Текст =>
-*-
Иисус, по Швейцеру, мыслил в терминах своего времени, и «переводить его идеи в наш способ выражения» нет смысла. Что же тогда важно? Важна воля, важна «этическая жизнеспособность и сила», существенны «энтузиазм и героизм, которые проистекают от воли и веры, сосредоточенных на идее царства божия...».
Почему же так существенны были, по мнению Швейцера, для человека конца столетия эти «воля» и «энтузиазм», это этическое стремление к «царству божию»? Да потому, отвечает он в своей книге, что «ничто в нашей культуре, не исключая и религии, не дает в достатке этических идеалов и энергии»:
«Культура утратила великую цель морального совершенствования человечества, окружила себя стеной национальных и сектантских идеалов, вместо того чтобы включить в свое поле зрения весь мир. Ее величие и ее доброта претендуют на то, чтобы быть самодовлеющими, тогда они должны поставить себя на службу тому этическому совершенствованию, которое в соответствии с учением Иисуса можно назвать царством божиим».
Здесь, видимо, следует еще раз напомнить, что швейцеровский Иисус, разделявший заблуждения современников, ждал катастрофы и прихода сверхъестественного царства божия в результате этой катастрофы. Когда приход царствия задержался в пути, Иисус, преодолев страх, колебания и искушения, предал себя своей страшной участи, чтобы ускорить приход царствия, приход нового, обновленного человечества и эпохи мира на земле, чтобы избавить по возможности своих учеников и других людей от страшных испытаний имук. То есть «исторический Иисус» Швейцера не считал, как считали жившие уже в XIX и XX веках либеральные протестантские теологи, что приход царствия божия – это просто торжество этического идеала, которое и будет достигнуто путем совершенствования. Однако Иисус,по Швейцеру, обладал не останавливающейся ни перед какими испытаниями волей к достижению этого царствия, этого идеала, обладал «этической волей», могучим энтузиазмом самопожертвования. Торжество этического человека на земле, прекращение людских бед и распрей, приход эпохи мира были для швейцеровского Иисуса целью самоотверженного этического действия, и это стремление к великой цели как раз наиболее существенно для Швейцера в его собственном «Житии Иисуса»:
«Единственное, что существенно, – это то, что значение концепции царства божия для нашего мировоззрения таково же, каким оно было для него, и что точно так же, как и он, мы ощущаем силу этой концепции».
-*-
Извлечённые данные =>
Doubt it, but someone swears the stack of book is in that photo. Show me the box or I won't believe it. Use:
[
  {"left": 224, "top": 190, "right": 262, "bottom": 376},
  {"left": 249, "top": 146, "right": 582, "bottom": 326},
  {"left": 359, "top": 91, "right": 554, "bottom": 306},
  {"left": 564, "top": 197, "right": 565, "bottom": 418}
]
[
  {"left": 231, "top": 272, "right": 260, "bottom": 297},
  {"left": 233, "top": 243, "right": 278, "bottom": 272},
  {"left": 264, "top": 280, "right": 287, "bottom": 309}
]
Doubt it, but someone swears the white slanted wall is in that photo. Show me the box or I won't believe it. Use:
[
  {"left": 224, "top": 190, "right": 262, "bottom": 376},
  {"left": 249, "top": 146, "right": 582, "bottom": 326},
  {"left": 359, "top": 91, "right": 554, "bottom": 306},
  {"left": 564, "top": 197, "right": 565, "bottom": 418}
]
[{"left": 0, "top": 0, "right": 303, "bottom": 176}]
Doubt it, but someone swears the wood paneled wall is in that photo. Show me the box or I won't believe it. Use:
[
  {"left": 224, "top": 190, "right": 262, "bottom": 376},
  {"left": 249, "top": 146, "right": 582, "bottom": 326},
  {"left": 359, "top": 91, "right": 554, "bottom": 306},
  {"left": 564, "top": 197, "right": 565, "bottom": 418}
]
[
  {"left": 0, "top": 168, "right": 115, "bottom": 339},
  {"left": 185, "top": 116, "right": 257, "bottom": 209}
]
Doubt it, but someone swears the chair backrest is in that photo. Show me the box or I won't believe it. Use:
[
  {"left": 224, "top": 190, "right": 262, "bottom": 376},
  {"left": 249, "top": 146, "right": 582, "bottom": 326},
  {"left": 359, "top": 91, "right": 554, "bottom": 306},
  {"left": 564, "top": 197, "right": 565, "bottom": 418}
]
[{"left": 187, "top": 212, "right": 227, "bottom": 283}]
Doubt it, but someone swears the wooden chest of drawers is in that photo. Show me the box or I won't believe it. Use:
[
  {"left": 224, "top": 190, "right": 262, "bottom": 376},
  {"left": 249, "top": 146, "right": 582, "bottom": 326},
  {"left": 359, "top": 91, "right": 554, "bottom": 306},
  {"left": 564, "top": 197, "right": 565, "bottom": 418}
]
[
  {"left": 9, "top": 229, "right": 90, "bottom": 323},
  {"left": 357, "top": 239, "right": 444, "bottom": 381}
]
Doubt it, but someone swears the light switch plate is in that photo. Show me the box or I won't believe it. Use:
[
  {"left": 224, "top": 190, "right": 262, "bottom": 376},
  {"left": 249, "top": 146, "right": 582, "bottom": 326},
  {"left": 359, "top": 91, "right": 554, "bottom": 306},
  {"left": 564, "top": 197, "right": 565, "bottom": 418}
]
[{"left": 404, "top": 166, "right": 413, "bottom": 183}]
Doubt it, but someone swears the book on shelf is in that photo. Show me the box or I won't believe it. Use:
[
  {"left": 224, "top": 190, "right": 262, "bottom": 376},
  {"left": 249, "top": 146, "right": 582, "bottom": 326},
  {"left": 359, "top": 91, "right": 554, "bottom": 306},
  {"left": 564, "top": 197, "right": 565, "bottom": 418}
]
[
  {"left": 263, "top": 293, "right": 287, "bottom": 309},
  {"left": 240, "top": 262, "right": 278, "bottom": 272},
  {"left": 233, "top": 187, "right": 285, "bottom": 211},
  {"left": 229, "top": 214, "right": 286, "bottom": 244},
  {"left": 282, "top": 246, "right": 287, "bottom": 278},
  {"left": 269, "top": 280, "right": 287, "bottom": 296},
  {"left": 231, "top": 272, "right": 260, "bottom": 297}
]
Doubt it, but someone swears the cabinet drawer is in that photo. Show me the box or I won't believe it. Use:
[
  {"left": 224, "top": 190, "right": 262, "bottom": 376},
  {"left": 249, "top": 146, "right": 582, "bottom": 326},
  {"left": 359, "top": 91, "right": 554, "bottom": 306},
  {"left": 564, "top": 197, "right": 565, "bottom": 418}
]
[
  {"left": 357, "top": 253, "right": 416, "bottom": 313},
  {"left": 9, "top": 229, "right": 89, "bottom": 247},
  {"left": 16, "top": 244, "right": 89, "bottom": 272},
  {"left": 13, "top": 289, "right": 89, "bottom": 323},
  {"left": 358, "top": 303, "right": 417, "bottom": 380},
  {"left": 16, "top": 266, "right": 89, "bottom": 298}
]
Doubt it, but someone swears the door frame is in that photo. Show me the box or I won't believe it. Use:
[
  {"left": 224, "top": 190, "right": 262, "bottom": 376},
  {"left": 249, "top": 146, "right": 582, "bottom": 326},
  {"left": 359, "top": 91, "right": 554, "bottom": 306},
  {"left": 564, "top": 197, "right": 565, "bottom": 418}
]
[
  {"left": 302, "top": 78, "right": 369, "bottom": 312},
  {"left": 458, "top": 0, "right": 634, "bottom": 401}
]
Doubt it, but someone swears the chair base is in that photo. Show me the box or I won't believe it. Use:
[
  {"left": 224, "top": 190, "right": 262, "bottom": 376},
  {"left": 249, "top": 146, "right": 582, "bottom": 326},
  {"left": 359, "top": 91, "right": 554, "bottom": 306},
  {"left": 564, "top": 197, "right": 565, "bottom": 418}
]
-*-
Письменные задания =>
1. Что, по словам Швейцера в тексте о его взгляде на Иисуса, утратила культура?
2. Допишите продолжение текста о Швейцере и историческом Иисусе, начав сразу после последней цитаты.
Записи для работы не понадобятся.

Список ответов =>
1. Великую цель морального совершенствования человечества.

2.
Идею эту Швейцер развивает впоследствии во многих своих работах, в том числе и в последнем, так и не изданном томе своего философского труда. Русскому же читателю при чтении этих страниц опять невольно вспоминаются воззрения Толстого, о которых Иван Бунин писал:
«Преклоняясь перед Христом, Толстой в нем бога не видел: я не раз от него самого слышал, что, если бы он считал Христа богом, Христос потерял бы для него все свое обаяние. Обычное воззрение неверующих. Толстой был человеком современным, позитивистом. Он был слишком умен, чтобы не понимать, что разум наш ограничен; но, признавая ограниченность разума, он не допускал и того, чтобы разум мог узнать абсолютную истину в порядке веры и откровения. Он любил употреблять слова – религия, бог, бессмертие... Но бог был для него – непонятная, начальная сила; бессмертие духа – простое признание факта, что наша духовная сила откуда-то появилась и, следовательно, куда-то уйдет; а вера... есть не столько знание истины, сколько преданность ей. Все это очень далеко от учения церкви, и потому Толстой по своему мировоззрению истинный позитивист, сын нашего века. Однако вот что замечательно: он не говорил, подобно позитивистам, что проповедь Христа противоречит природе людей... при мирском мировоззрении он учил жить по-божьи... Еще в молодости говорил он: человек должен сознавать в себе свою личность не как нечто противоположное миру, а как малую частицу мира огромного и вечно живущего... Чтобы жизнь имела смысл, надо, чтобы цель ее выходила за пределы постижимого умом человеческим...»
В этой связи мы позволим себе также напомнить, как говорил о философии Толстого другой русский писатель, Леонид Леонов:
«Любому слову в философской терминологии Толстого, вплоть до столь далекого, казалось бы, от нашей современности царства божьего, найдется надежный синоним и в нынешнем гуманистическом словаре».
Эти два высказывания приведены здесь вовсе не для того, чтобы поставить знак равенства между Толстым и Швейцером. Нет, это были разные люди, с разной судьбой, разным талантом и разной сферой проявления таланта. Однако параллель эта, может быть, сумеет облегчить понимание приведенного выше рассуждения о «столь далеком, казалось бы, от нашей современности царстве божьем».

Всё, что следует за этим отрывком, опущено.